(Stored data)
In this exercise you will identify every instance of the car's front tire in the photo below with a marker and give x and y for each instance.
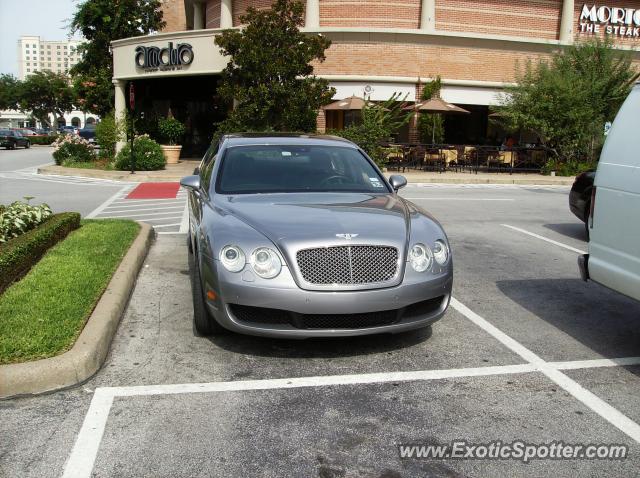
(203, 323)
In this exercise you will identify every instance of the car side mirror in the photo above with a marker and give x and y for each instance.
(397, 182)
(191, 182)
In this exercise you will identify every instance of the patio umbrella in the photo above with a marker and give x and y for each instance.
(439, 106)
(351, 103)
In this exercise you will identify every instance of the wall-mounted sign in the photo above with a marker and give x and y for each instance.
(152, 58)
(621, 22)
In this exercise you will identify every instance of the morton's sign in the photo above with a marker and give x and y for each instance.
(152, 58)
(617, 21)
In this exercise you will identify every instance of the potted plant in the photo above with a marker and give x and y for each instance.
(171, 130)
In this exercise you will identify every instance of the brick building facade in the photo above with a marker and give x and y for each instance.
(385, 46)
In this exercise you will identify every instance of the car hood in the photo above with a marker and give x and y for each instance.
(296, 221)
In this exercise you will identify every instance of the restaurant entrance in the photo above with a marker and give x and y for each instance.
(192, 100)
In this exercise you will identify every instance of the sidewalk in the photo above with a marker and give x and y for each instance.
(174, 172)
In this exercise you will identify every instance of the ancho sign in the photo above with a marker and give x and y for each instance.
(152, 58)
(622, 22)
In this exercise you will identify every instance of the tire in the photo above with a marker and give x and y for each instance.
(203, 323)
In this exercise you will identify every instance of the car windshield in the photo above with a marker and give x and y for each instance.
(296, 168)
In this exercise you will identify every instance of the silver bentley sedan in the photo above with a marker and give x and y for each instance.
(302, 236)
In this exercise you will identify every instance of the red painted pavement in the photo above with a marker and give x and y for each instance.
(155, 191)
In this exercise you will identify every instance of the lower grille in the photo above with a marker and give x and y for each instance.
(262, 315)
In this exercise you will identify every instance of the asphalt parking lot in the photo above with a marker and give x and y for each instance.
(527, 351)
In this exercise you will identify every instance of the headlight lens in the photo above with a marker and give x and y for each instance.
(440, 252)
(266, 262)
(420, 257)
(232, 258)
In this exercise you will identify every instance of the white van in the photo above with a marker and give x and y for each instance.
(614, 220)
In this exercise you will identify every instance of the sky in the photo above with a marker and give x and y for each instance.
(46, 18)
...
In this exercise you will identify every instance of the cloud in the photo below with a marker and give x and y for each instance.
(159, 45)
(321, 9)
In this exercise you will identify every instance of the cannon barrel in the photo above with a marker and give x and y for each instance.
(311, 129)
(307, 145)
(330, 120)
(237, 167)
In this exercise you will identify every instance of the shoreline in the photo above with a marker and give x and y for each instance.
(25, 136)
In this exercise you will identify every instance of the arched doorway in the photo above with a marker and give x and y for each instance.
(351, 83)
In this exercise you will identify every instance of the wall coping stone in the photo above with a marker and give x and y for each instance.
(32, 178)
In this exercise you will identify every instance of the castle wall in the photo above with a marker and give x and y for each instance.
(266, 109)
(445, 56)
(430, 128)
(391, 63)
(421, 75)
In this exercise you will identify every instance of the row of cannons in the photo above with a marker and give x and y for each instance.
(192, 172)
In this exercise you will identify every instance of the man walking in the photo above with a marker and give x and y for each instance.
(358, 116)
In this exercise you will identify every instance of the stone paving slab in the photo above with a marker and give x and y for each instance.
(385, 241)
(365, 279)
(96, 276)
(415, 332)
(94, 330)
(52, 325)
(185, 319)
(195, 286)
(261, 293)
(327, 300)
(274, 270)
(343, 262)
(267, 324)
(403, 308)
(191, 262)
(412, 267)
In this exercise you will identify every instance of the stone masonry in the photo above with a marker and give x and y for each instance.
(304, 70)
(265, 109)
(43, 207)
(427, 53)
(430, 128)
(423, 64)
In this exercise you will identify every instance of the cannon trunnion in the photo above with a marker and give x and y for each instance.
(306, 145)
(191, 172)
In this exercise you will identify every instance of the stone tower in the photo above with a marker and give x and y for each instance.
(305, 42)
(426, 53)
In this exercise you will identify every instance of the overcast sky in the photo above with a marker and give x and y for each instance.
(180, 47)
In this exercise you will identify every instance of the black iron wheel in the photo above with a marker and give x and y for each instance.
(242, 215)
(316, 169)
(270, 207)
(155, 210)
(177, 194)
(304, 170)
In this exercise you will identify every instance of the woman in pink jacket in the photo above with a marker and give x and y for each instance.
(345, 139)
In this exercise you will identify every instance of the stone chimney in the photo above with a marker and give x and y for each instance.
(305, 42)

__Goal__. Copy each line of the material above that contains the word "tire".

__Exercise solution__.
In this exercise you will identify every instance of the car's front tire in the photo below with a marker and give x and y for each instance.
In this exercise you will identify every instance of the tire in the photo above with a marker and give x and y for each instance.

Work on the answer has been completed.